[start Input material]

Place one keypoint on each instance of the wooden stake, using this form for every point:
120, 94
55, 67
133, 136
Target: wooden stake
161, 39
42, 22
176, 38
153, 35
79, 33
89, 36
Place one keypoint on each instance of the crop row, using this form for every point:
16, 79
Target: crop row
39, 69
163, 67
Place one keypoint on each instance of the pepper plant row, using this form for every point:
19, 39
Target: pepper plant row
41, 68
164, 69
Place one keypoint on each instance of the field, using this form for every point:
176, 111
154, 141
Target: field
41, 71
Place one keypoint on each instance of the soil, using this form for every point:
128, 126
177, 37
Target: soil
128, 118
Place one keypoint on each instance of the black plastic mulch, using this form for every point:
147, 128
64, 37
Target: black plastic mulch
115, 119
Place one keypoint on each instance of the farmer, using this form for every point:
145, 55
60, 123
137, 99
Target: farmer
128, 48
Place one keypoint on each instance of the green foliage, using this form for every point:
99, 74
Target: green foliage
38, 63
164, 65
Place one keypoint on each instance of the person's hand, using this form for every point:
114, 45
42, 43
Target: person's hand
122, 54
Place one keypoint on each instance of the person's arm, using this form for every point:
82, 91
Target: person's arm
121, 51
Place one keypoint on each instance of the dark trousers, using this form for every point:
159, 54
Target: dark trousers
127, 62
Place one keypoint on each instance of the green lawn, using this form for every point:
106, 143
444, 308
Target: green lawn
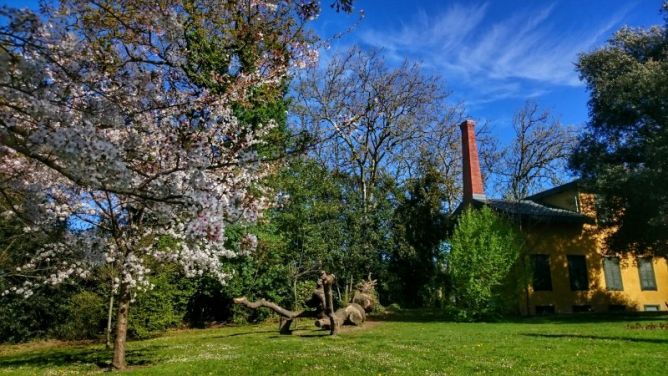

[end Input material]

**Written request**: Reproduce every line above word for word, and leave the picture out of your answer.

**Exercise output**:
Place one keypoint on each instance of the wooden stake, using this form for every point:
120, 94
55, 67
133, 136
Target: wooden stake
161, 39
42, 22
176, 38
153, 35
79, 33
89, 36
Place one keypoint on each instance of the crop row, using this form for every point:
16, 79
Target: crop row
39, 69
163, 67
Place one keypoint on each instance of the pepper plant row, using this form for every point:
19, 39
Target: pepper plant row
41, 68
164, 69
Place one keypoint on each instance of the field, using this form for every point:
176, 111
154, 141
Target: field
41, 71
Place one keypoint on each instance of the soil, using this form for every point:
128, 126
177, 37
Target: soil
128, 118
Place one keypoint on each instance of the black plastic mulch, using this form for every point:
147, 128
64, 37
Target: black plastic mulch
115, 119
Place one keypoint on each instance of the farmer, using this form for every point:
145, 55
60, 123
137, 99
Target: farmer
128, 48
Place one keypoint on each instance of the green foliage, using this form for every point:
99, 74
Target: green foliage
38, 63
164, 65
Place one keypoint on each instance of the person's hand, using this form for every point:
114, 45
42, 43
Target: person's hand
122, 54
Place one keypoint on each instance of the person's arm, using this form for every point:
82, 91
Target: person's arm
121, 51
Place one keypoint on each instance of the dark trousers, using this form for every point:
159, 54
Target: dark trousers
127, 62
Place one keypoint on each instance of the green lawn, using this form for every point:
106, 143
444, 308
Target: green lawn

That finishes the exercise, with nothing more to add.